- [Point-based annotation data]

================================

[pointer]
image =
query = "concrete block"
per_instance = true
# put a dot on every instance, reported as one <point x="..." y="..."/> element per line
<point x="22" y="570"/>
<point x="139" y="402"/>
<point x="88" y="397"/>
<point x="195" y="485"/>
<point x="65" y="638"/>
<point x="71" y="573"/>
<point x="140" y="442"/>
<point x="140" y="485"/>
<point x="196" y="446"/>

================================

- [Set task] Put each line of the data above into a Markdown table with the columns Row and Line. Number the rows in order and skip any blank lines.

- [Task solution]
| Row | Line |
|---|---|
| 1 | [pointer] |
| 2 | image = |
| 3 | query = "concrete block" |
| 4 | per_instance = true |
| 5 | # put a dot on every instance, reported as one <point x="..." y="..."/> element per line |
| 6 | <point x="22" y="570"/> |
| 7 | <point x="139" y="402"/> |
| 8 | <point x="88" y="397"/> |
| 9 | <point x="195" y="485"/> |
| 10 | <point x="65" y="638"/> |
| 11 | <point x="71" y="573"/> |
| 12 | <point x="140" y="442"/> |
| 13 | <point x="140" y="485"/> |
| 14 | <point x="196" y="446"/> |